### Text passage
Search code examples
scalaapache-flinkapache-pulsarprotocol-buffers

How should I define Flink's Schema to read Protocol Buffer data from Pulsar


I am using Pulsar-Flink to read data from Pulsar in Flink. I am having difficulty when the data's format is Protocol Buffer.

In the GitHub top page, Pulsar-Flink is using SimpleStringSchema. However, seemingly it does not comply with Protocol Buffer officially. Does anyone know how to deal with the data format? How should I define the schema?

StreamExecutionEnvironment see = StreamExecutionEnvironment.getExecutionEnvironment();
Properties props = new Properties();
props.setProperty("topic", "test-source-topic")
FlinkPulsarSource<String> source = new FlinkPulsarSource<>(serviceUrl, adminUrl, new SimpleStringSchema(), props);

DataStream<String> stream = see.addSource(source);

// chain operations on dataStream of String and sink the output
// end method chaining

see.execute();

FYI, I am writing Scala code, so if your explanation is for Scala(not for Java), it is really helpful. Surely, any kind of advice is welcome!! Including Java.


Solution

  • You should implement your own DeserializationSchema. Let's assume that you have a protobuf message Address and have generated the respective Java class. Then the schema should look like the following:

    public class ProtoDeserializer implements DeserializationSchema<Address> {
        @Override
        public TypeInformation<Address> getProducedType() {
            return TypeInformation.of(Address.class);
        }
    
        @Override
        public Address deserialize(byte[] message) throws IOException {
            return Address.parseFrom(message);
        }
    
        @Override
        public boolean isEndOfStream(Address nextElement) {
            return false;
        }
    }

(Pointing dataset excerpts)
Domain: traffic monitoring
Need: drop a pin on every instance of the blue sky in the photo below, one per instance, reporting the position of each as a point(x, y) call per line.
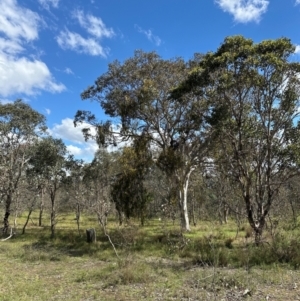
point(51, 50)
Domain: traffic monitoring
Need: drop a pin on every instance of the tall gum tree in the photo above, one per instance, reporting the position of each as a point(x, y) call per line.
point(136, 94)
point(255, 92)
point(20, 126)
point(49, 164)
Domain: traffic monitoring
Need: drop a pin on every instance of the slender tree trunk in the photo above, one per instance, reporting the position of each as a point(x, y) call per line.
point(41, 208)
point(7, 213)
point(78, 213)
point(185, 223)
point(52, 215)
point(27, 220)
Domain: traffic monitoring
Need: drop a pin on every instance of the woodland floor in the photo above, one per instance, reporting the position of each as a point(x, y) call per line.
point(34, 269)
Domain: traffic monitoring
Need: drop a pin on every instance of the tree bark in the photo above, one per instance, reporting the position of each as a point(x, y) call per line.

### Stated problem
Answer these questions about the thread on reading Protocol Buffer data from Pulsar in Flink:
(a) Which schema does Pulsar-Flink use on its GitHub top page?
(b) What language is the asker writing code in?
(c) In the proposed ProtoDeserializer, what value does isEndOfStream return?

### Solution below
(a) SimpleStringSchema
(b) Scala
(c) false